WHAT TO WORK ON ▸
Please write out exactly the lines from the opening of the listing through the line that holds "Target: sky", including both, and nothing else; no pictures.

PROVIDED MATERIAL ▸
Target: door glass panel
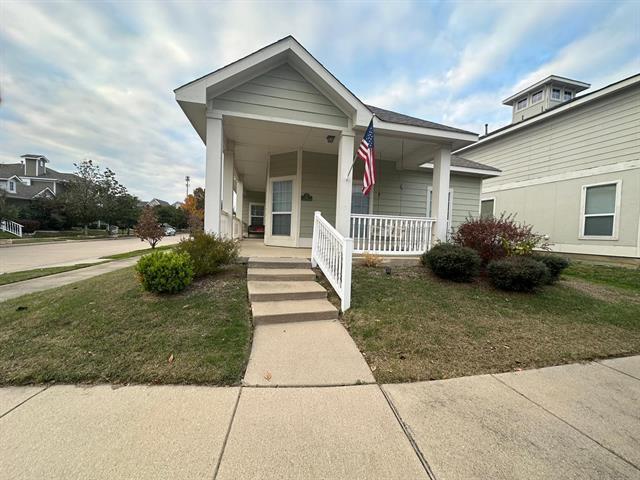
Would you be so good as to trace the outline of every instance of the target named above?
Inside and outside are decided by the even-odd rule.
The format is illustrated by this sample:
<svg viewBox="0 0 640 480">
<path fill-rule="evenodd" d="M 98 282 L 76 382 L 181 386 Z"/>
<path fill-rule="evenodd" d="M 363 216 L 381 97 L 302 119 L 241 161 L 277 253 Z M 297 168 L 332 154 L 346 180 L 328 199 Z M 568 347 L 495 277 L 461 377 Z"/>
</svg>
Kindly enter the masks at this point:
<svg viewBox="0 0 640 480">
<path fill-rule="evenodd" d="M 493 217 L 493 200 L 482 200 L 480 203 L 480 218 Z"/>
<path fill-rule="evenodd" d="M 362 194 L 362 185 L 351 186 L 351 213 L 369 213 L 369 197 Z"/>
<path fill-rule="evenodd" d="M 616 186 L 598 185 L 587 188 L 586 214 L 614 213 L 616 208 Z"/>
<path fill-rule="evenodd" d="M 584 234 L 610 237 L 613 235 L 613 215 L 586 217 L 584 219 Z"/>
<path fill-rule="evenodd" d="M 264 205 L 251 205 L 251 226 L 264 225 Z"/>
<path fill-rule="evenodd" d="M 291 235 L 291 206 L 293 204 L 293 180 L 272 183 L 271 234 Z"/>
</svg>

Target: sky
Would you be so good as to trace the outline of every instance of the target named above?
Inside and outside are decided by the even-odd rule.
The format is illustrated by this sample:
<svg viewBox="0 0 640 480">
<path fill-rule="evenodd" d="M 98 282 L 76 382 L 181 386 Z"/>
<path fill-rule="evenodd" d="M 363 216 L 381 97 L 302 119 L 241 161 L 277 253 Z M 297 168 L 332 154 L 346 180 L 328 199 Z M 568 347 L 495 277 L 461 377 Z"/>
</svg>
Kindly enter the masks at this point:
<svg viewBox="0 0 640 480">
<path fill-rule="evenodd" d="M 0 0 L 0 162 L 90 158 L 182 200 L 205 148 L 173 90 L 289 34 L 365 103 L 478 133 L 547 75 L 594 90 L 640 72 L 638 0 Z"/>
</svg>

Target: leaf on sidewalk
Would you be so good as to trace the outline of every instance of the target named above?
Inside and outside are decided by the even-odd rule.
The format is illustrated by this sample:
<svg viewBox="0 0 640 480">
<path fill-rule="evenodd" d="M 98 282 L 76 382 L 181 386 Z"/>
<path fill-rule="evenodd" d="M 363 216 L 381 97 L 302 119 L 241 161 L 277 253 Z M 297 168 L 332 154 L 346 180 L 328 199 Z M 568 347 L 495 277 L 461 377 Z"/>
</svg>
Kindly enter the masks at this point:
<svg viewBox="0 0 640 480">
<path fill-rule="evenodd" d="M 271 372 L 270 372 L 270 371 L 268 371 L 268 370 L 267 370 L 267 372 L 264 374 L 264 379 L 265 379 L 267 382 L 270 382 L 270 381 L 271 381 Z"/>
<path fill-rule="evenodd" d="M 169 363 L 173 363 L 173 353 L 171 355 L 169 355 L 168 361 L 169 361 Z"/>
</svg>

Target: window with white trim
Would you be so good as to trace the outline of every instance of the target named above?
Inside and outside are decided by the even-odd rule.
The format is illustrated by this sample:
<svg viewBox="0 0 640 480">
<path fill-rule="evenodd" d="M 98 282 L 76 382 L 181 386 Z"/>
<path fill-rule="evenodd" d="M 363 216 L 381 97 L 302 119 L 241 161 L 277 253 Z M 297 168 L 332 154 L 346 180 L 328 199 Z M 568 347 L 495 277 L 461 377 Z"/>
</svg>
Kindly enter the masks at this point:
<svg viewBox="0 0 640 480">
<path fill-rule="evenodd" d="M 249 216 L 250 223 L 252 227 L 263 227 L 264 226 L 264 204 L 262 203 L 252 203 L 249 205 Z"/>
<path fill-rule="evenodd" d="M 522 100 L 518 100 L 516 103 L 516 110 L 522 110 L 523 108 L 527 108 L 527 98 L 523 98 Z"/>
<path fill-rule="evenodd" d="M 16 182 L 14 180 L 9 180 L 9 191 L 16 193 Z"/>
<path fill-rule="evenodd" d="M 480 218 L 491 218 L 494 216 L 496 201 L 488 198 L 480 202 Z"/>
<path fill-rule="evenodd" d="M 538 90 L 535 93 L 531 94 L 531 105 L 533 105 L 534 103 L 539 103 L 542 101 L 542 90 Z"/>
<path fill-rule="evenodd" d="M 453 190 L 449 190 L 449 195 L 447 197 L 447 222 L 449 222 L 449 225 L 451 225 L 451 216 L 452 216 L 452 208 L 451 208 L 451 200 L 453 197 Z M 431 212 L 431 204 L 432 204 L 432 200 L 433 199 L 433 189 L 431 187 L 429 187 L 427 189 L 427 217 L 429 218 L 433 218 L 432 212 Z"/>
<path fill-rule="evenodd" d="M 582 187 L 581 234 L 583 237 L 615 237 L 619 189 L 619 181 Z"/>
<path fill-rule="evenodd" d="M 556 100 L 556 101 L 560 101 L 562 100 L 562 90 L 560 90 L 559 88 L 552 88 L 551 89 L 551 100 Z"/>
<path fill-rule="evenodd" d="M 573 92 L 571 90 L 565 90 L 564 91 L 564 101 L 568 102 L 572 98 L 573 98 Z"/>
</svg>

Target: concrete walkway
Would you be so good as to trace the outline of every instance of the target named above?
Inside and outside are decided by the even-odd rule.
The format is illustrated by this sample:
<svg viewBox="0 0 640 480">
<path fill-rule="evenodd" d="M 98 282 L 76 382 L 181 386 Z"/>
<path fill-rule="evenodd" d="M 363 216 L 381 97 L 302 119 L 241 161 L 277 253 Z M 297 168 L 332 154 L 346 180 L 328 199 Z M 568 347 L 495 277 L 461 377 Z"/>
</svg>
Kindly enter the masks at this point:
<svg viewBox="0 0 640 480">
<path fill-rule="evenodd" d="M 125 260 L 113 260 L 100 265 L 79 268 L 69 272 L 56 273 L 38 277 L 23 282 L 9 283 L 8 285 L 0 285 L 0 302 L 10 300 L 12 298 L 21 297 L 29 293 L 41 292 L 50 288 L 61 287 L 70 283 L 86 280 L 103 273 L 113 272 L 121 268 L 130 267 L 138 261 L 138 257 L 127 258 Z"/>
<path fill-rule="evenodd" d="M 12 479 L 640 478 L 640 356 L 347 387 L 0 389 Z"/>
</svg>

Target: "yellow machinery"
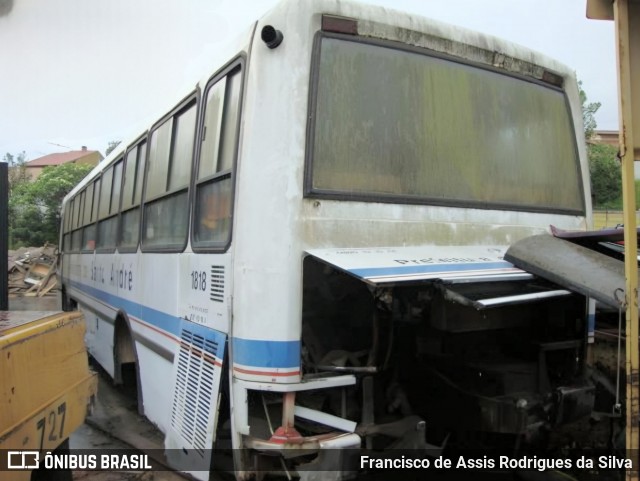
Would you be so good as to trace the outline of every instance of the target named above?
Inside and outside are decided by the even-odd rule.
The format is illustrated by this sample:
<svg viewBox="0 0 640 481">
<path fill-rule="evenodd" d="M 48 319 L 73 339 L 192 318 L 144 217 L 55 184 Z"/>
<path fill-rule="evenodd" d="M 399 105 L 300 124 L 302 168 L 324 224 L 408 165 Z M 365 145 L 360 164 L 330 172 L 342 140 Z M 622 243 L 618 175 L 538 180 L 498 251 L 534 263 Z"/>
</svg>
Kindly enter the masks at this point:
<svg viewBox="0 0 640 481">
<path fill-rule="evenodd" d="M 634 169 L 640 159 L 640 1 L 587 0 L 587 17 L 613 20 L 616 29 L 618 94 L 620 107 L 620 158 L 624 241 L 628 253 L 637 251 Z M 635 469 L 627 479 L 638 479 L 640 459 L 640 354 L 638 349 L 638 264 L 635 255 L 625 256 L 626 276 L 626 373 L 627 373 L 627 457 Z"/>
<path fill-rule="evenodd" d="M 42 459 L 84 423 L 97 391 L 84 334 L 80 312 L 0 311 L 0 452 L 39 451 Z"/>
</svg>

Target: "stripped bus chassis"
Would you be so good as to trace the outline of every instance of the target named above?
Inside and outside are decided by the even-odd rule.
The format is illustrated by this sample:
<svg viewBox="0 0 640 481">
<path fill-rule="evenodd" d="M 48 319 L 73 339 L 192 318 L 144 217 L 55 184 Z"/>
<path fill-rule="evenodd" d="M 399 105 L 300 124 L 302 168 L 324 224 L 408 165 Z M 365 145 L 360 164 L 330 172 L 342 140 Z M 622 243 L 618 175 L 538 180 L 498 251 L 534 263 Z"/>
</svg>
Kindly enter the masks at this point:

ANSWER BOX ▸
Target: door glass panel
Would you be so good as to trace the outline of every instance of the target named above?
Inside and outside are decided by the even-odd rule.
The format is illustrated by this sample:
<svg viewBox="0 0 640 480">
<path fill-rule="evenodd" d="M 98 282 L 76 382 L 181 386 Z"/>
<path fill-rule="evenodd" d="M 363 216 L 381 97 L 302 119 L 241 161 L 277 253 Z M 297 168 L 332 154 L 346 180 L 328 199 Z M 568 347 L 495 277 L 461 377 Z"/>
</svg>
Kindly enter the masks at this point:
<svg viewBox="0 0 640 480">
<path fill-rule="evenodd" d="M 493 217 L 493 200 L 482 200 L 480 203 L 480 218 Z"/>
<path fill-rule="evenodd" d="M 362 194 L 362 185 L 351 186 L 351 213 L 369 213 L 369 197 Z"/>
<path fill-rule="evenodd" d="M 616 186 L 598 185 L 587 188 L 586 214 L 614 213 L 616 208 Z"/>
<path fill-rule="evenodd" d="M 584 234 L 610 237 L 613 235 L 613 215 L 586 217 L 584 219 Z"/>
<path fill-rule="evenodd" d="M 264 205 L 251 205 L 251 226 L 264 225 Z"/>
<path fill-rule="evenodd" d="M 291 235 L 291 206 L 293 204 L 293 180 L 272 183 L 271 234 Z"/>
</svg>

Target: sky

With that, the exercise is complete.